* WORK INSTRUCTION
Every line from the one containing "on the wildflower." to the end of the listing below should be transcribed exactly, and no line outside that span should appear.
****************
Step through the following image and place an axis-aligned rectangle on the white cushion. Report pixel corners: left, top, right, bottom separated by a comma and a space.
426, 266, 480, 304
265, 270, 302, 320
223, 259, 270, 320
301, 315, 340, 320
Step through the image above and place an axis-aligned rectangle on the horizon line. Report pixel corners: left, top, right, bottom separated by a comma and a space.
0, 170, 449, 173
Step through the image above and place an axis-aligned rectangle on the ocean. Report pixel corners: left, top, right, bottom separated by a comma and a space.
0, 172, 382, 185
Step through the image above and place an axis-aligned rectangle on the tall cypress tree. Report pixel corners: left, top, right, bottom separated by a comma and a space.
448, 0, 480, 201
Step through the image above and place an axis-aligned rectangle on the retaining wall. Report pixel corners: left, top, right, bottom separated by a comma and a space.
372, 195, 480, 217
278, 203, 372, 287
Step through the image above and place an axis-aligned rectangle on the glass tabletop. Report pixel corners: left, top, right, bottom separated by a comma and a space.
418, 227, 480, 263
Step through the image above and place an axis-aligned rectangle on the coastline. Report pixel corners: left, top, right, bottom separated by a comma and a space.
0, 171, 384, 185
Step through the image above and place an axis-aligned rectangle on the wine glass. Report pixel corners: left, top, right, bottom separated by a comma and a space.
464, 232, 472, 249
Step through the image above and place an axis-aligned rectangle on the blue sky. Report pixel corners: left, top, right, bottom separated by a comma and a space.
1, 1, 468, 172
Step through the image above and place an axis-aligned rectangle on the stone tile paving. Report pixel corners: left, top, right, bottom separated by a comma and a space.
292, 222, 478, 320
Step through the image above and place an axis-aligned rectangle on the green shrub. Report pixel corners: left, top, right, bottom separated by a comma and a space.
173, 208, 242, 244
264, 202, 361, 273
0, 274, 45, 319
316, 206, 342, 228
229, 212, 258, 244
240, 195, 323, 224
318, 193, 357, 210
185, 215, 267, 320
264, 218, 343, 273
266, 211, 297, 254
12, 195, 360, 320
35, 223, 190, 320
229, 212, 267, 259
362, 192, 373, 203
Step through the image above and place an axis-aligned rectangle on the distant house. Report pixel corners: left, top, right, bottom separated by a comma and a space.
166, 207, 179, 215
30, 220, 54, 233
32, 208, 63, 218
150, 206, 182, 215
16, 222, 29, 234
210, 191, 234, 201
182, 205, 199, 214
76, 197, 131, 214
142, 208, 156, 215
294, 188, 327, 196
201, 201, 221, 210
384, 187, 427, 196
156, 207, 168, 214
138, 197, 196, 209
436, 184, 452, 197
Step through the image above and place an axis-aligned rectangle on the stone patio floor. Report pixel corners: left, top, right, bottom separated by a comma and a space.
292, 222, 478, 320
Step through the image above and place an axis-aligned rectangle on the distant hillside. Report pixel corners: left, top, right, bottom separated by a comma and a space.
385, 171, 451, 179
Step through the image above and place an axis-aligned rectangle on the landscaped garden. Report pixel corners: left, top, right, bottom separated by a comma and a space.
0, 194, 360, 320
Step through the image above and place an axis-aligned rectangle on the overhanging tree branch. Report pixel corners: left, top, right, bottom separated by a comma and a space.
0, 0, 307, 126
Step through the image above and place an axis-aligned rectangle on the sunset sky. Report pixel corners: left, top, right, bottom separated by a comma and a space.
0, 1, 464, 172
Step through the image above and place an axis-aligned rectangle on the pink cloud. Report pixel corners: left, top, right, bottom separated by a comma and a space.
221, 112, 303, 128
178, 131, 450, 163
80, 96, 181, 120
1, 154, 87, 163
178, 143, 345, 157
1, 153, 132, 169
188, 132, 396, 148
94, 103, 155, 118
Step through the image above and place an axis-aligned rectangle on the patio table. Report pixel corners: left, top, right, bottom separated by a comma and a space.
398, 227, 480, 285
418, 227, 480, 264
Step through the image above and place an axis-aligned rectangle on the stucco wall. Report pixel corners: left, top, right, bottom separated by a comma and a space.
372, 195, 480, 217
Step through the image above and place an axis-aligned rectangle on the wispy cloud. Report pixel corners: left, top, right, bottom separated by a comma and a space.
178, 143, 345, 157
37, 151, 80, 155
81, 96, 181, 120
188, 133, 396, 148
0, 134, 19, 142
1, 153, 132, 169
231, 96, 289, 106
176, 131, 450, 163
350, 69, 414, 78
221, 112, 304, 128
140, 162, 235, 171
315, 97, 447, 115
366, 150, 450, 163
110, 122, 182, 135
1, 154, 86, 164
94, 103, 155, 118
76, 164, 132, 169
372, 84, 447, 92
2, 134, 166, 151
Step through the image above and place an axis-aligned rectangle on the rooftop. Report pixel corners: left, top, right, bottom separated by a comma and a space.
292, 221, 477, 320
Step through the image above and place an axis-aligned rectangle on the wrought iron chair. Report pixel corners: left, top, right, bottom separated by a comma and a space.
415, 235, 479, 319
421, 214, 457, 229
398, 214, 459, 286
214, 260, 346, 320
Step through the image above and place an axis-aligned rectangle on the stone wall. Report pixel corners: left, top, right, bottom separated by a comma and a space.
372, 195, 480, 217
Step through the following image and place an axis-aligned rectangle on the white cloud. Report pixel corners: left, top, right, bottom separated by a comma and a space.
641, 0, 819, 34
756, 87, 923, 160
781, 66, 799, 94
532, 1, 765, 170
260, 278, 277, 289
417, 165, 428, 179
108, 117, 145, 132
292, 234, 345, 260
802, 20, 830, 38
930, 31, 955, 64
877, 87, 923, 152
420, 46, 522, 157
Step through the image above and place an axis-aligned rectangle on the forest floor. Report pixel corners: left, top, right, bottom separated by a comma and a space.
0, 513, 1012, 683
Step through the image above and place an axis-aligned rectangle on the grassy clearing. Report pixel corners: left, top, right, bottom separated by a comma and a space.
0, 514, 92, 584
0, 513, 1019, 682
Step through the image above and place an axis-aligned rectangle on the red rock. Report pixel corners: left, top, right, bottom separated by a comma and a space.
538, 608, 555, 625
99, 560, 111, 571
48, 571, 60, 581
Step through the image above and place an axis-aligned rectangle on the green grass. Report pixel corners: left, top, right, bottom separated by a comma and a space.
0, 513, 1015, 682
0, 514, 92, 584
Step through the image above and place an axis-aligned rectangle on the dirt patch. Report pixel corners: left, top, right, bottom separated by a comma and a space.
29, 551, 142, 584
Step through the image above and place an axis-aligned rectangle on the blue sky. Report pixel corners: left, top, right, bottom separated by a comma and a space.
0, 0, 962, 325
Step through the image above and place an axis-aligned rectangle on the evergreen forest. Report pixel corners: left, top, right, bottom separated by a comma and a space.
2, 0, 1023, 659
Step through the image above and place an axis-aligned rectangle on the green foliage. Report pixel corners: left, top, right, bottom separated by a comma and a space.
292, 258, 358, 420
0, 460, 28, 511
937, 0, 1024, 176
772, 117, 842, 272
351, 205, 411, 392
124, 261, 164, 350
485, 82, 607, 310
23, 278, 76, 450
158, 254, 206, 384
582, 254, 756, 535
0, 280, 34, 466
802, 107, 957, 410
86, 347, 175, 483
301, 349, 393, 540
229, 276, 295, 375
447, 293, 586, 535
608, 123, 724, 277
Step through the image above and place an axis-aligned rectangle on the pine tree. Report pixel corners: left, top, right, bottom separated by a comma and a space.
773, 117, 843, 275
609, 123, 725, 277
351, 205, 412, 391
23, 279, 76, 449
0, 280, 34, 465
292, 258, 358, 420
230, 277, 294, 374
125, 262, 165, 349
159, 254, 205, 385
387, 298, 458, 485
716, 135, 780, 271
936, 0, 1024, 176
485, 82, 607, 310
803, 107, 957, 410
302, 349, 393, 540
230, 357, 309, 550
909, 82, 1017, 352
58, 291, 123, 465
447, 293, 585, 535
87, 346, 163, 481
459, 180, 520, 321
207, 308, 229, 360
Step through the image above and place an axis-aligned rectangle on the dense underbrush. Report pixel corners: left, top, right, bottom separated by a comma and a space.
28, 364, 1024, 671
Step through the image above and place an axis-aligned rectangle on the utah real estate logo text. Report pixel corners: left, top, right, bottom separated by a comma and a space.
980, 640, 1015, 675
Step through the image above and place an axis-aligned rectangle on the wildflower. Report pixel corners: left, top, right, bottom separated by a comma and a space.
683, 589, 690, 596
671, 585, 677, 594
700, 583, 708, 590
****************
* FINAL ANSWER
Step through the image above and place an axis-aligned rectangle on the wildflower. Report pixel corners: left, top, right, bottom separated by a comma and a space.
683, 589, 690, 596
671, 585, 677, 594
700, 583, 708, 590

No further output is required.